DESCRIPTION OF THE TASK — Return each entry exactly, with none missing.

MATERIAL PROVIDED —
····················

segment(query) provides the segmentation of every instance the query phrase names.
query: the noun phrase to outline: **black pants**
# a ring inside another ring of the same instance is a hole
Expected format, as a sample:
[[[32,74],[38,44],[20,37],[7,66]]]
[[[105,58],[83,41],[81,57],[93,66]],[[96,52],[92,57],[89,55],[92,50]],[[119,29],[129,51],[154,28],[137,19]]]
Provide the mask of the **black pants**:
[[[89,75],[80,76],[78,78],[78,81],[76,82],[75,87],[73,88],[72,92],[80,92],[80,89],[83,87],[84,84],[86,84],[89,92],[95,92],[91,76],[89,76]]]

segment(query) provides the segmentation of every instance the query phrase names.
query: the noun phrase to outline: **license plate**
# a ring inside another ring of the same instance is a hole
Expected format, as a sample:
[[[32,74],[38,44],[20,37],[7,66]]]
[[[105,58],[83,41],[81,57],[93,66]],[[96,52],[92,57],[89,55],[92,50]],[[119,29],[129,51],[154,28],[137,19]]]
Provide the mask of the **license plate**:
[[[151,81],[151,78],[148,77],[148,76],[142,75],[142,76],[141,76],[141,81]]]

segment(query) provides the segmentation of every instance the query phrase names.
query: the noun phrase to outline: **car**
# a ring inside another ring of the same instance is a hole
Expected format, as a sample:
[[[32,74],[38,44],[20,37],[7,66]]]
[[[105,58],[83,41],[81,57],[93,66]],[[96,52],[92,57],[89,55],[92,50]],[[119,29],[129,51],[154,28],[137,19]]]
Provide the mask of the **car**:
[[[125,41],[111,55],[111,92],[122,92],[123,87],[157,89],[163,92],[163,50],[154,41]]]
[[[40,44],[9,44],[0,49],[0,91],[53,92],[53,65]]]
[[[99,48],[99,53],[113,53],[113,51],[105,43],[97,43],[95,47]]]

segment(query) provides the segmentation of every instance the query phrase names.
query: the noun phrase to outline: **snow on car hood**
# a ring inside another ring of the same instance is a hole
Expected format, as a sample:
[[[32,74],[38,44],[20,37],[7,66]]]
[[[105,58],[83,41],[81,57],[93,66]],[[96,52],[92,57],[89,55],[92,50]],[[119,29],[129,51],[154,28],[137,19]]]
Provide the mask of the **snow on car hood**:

····················

WRITTEN SOLUTION —
segment(query) provides the segmentation of every instance the query phrase names.
query: the noun phrase to outline: **black pants**
# a ring inside another ring of the same instance is a hole
Expected format, as a sample:
[[[32,74],[38,44],[20,37],[7,66]]]
[[[105,58],[83,41],[81,57],[93,66]],[[96,52],[92,57],[89,55],[92,50]],[[119,29],[129,51],[154,28],[137,19]]]
Provide the mask of the **black pants**:
[[[89,75],[80,76],[78,78],[78,81],[76,82],[75,87],[73,88],[72,92],[80,92],[80,89],[83,87],[84,84],[86,84],[89,92],[95,92],[91,76],[89,76]]]

segment(query) provides the segmentation of every instance the query phrase names.
query: the noun phrase to outline: **license plate**
# a ring inside another ring of the same instance is a hole
Expected format, as a sample:
[[[32,74],[38,44],[20,37],[7,66]]]
[[[105,58],[83,41],[81,57],[93,66]],[[96,52],[92,57],[89,55],[92,50]],[[119,29],[129,51],[154,28],[137,19]]]
Provide the mask of the **license plate**:
[[[151,81],[151,78],[148,77],[148,76],[142,75],[142,76],[141,76],[141,81]]]

segment(query) provides the segmentation of every instance the query phrase names.
query: the noun phrase to outline: **car**
# a ring inside another ring of the same instance is a hole
Expected format, as a sample:
[[[32,74],[38,44],[20,37],[7,66]]]
[[[105,58],[83,41],[81,57],[93,66]],[[96,52],[92,57],[89,55],[92,50]],[[119,29],[129,51],[154,28],[137,19]]]
Provide the mask of the **car**:
[[[125,41],[111,55],[111,92],[122,92],[123,87],[157,89],[163,92],[163,50],[154,41]]]
[[[40,44],[9,44],[0,49],[0,91],[53,92],[53,65]]]
[[[99,48],[99,53],[113,53],[113,51],[105,43],[97,43],[95,47]]]

segment(query) provides the segmentation of every instance the query phrase names.
query: the noun phrase to outline: **snow on car hood**
# a ring inside another ring of the same instance is a hole
Expected format, as a sample:
[[[32,74],[38,44],[20,37],[7,66]]]
[[[105,58],[83,41],[81,57],[93,66]],[[96,52],[92,57],[89,55],[92,50]],[[119,29],[129,51],[154,28],[137,19]]]
Provide the mask of the **snow on car hood**:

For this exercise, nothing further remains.